What you have to do:
Convert these lines into a numbered list, omitting any blank lines.

Stored records:

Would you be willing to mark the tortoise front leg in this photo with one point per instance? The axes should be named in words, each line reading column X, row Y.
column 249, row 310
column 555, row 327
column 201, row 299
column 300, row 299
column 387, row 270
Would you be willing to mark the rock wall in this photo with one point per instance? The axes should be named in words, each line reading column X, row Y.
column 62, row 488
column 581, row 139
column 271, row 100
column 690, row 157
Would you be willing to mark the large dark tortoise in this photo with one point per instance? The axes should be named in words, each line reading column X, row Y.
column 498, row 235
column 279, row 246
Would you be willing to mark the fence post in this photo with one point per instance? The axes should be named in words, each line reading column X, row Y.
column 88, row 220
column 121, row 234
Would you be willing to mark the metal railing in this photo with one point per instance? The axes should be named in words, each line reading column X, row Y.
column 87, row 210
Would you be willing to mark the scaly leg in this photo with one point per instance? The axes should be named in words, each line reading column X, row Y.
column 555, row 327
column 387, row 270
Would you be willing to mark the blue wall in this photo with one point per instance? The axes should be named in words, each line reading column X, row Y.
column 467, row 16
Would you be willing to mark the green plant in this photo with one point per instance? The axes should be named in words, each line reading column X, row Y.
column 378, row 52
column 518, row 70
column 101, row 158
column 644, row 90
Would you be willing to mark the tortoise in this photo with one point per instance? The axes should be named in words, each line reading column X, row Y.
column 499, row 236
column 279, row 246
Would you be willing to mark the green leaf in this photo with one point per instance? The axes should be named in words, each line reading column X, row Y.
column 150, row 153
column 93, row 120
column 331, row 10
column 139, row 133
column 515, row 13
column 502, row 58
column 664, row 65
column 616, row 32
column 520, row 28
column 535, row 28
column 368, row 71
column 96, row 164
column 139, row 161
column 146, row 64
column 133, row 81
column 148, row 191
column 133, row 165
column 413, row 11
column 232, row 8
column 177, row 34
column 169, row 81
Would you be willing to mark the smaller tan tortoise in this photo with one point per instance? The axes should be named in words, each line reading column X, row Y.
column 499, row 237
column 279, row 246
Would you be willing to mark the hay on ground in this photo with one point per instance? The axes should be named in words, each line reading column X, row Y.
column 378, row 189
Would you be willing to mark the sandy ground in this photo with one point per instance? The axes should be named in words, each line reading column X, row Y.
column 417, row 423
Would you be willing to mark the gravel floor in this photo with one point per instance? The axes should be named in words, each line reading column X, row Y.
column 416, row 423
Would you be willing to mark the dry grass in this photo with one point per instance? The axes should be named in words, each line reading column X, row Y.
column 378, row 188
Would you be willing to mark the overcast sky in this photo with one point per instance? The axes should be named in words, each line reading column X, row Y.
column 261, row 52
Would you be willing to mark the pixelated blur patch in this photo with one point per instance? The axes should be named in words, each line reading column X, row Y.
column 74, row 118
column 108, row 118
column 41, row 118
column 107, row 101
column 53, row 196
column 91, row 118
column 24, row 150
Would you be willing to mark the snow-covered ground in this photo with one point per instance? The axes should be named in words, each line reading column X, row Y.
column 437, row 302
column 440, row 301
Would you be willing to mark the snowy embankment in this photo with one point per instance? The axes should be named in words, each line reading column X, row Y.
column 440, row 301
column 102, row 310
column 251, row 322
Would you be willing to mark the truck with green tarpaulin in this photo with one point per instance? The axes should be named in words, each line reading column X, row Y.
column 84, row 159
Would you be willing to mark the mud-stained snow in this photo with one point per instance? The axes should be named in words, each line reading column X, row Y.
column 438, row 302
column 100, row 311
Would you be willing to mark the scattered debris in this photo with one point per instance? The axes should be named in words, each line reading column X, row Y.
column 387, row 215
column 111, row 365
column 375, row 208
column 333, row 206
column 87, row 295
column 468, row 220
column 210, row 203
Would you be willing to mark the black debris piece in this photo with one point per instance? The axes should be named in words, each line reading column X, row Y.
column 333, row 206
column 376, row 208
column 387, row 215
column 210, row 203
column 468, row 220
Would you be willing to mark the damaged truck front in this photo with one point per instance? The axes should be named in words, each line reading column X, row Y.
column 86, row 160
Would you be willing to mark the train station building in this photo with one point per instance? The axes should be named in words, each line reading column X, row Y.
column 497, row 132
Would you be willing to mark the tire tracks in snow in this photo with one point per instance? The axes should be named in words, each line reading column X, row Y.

Task solution:
1. Would you be willing to mark the tortoise front leg in this photo with one point per instance? The axes should be named in words, each line reading column X, row Y.
2. column 249, row 310
3. column 555, row 327
4. column 201, row 299
5. column 300, row 299
6. column 387, row 270
7. Would you be willing to mark the rock wall in this photo with one point per instance? The axes should be named in words, each line reading column X, row Y.
8. column 62, row 488
9. column 581, row 139
10. column 271, row 100
11. column 690, row 157
12. Would you be willing to mark the large dark tortoise in this photo with one point per instance? The axes should be named in words, each line reading column X, row Y.
13. column 498, row 235
14. column 279, row 246
15. Would you be willing to mark the fence post in this photo with one point per instance? The axes should be named in words, each line reading column X, row Y.
16. column 88, row 220
17. column 121, row 234
18. Would you be willing to mark the metal railing in this photo with one point per instance? The axes should be named in words, each line reading column X, row Y.
19. column 87, row 210
20. Would you be willing to mark the scaly leg in this photo with one point per instance? The axes should be named in words, each line reading column X, row Y.
21. column 555, row 327
22. column 387, row 270
23. Would you be willing to mark the blue wall in this photo with one point per instance? The axes should be named in words, each line reading column X, row Y.
24. column 467, row 16
25. Would you be willing to mark the green plant in this photo with one point per instance? The axes should be named in words, each line reading column X, row Y.
26. column 378, row 52
27. column 518, row 70
28. column 101, row 158
29. column 644, row 90
30. Would you be willing to mark the tortoise in this photo with one point per instance? The axes should be named in words, each line reading column X, row Y.
31. column 499, row 236
32. column 279, row 246
33. Would you be willing to mark the green leaf in this photo with one point per instance? The axes should be named in words, each line reading column X, row Y.
34. column 150, row 153
35. column 93, row 120
36. column 331, row 10
37. column 139, row 133
38. column 515, row 13
39. column 502, row 58
40. column 664, row 65
41. column 616, row 32
42. column 520, row 28
43. column 535, row 28
44. column 368, row 71
45. column 96, row 164
46. column 139, row 161
47. column 146, row 64
48. column 133, row 81
49. column 148, row 191
50. column 133, row 165
51. column 413, row 11
52. column 232, row 8
53. column 177, row 34
54. column 169, row 81
55. Would you be willing to mark the smaller tan tortoise in this photo with one point per instance? The axes should be named in words, each line reading column X, row Y.
56. column 499, row 237
57. column 279, row 246
58. Would you be willing to mark the hay on ground in this photo with one point per instance? The axes should be named in words, each line reading column X, row Y.
59. column 378, row 189
60. Would you be willing to mark the sandy ground in this photo with one point per instance? The axes should be named in words, each line reading column X, row Y.
61. column 417, row 423
62. Would you be willing to mark the gravel floor in this photo with one point per instance? The axes should be named in words, each line reading column X, row Y.
63. column 416, row 423
64. Would you be willing to mark the dry grass in this photo with one point per instance? The axes should be named in words, each line reading column X, row Y.
65. column 378, row 188
66. Would you be willing to mark the overcast sky in this photo with one point per instance? The axes should be named in words, each line reading column X, row Y.
67. column 261, row 52
68. Would you be willing to mark the pixelated blur patch in this photo with one point per instance? The axes should be named in words, each line reading column X, row Y.
69. column 74, row 118
70. column 108, row 118
71. column 41, row 118
72. column 107, row 101
73. column 53, row 196
74. column 91, row 118
75. column 24, row 150
76. Would you be willing to mark the snow-covered ground in this photo with one point per instance? The axes should be named in words, each line reading column X, row Y.
77. column 437, row 302
78. column 440, row 301
79. Would you be willing to mark the snowy embankment in this photo with one point per instance? The axes should be named in words, each line reading column X, row Y.
80. column 440, row 301
81. column 102, row 310
82. column 251, row 322
83. Would you be willing to mark the truck with green tarpaulin in this photo with one point per instance? The axes should be named in words, each line reading column X, row Y.
84. column 84, row 159
85. Would you be willing to mark the mud-stained snow in this photo with one point per instance? The axes should be named in words, each line reading column X, row Y.
86. column 438, row 302
87. column 100, row 311
88. Would you be willing to mark the scattered debris in this photo with one point per instance? The axes should be named in words, each line reading column X, row Y.
89. column 387, row 215
90. column 111, row 365
91. column 375, row 208
92. column 333, row 206
93. column 87, row 295
94. column 468, row 220
95. column 210, row 203
96. Would you be willing to mark the black debris piece in this photo with one point per instance? The axes should be named in words, each line reading column X, row Y.
97. column 333, row 206
98. column 376, row 208
99. column 387, row 215
100. column 210, row 203
101. column 468, row 220
102. Would you be willing to mark the damaged truck front in this photo with one point per instance? The axes should be named in words, each line reading column X, row Y.
103. column 86, row 160
104. Would you be willing to mark the train station building in this photo with one point per instance? The axes should be named in words, each line reading column X, row Y.
105. column 497, row 132
106. Would you be willing to mark the tire tracks in snow in this photo with one point per instance? The axes should be named in words, each line reading column X, row Y.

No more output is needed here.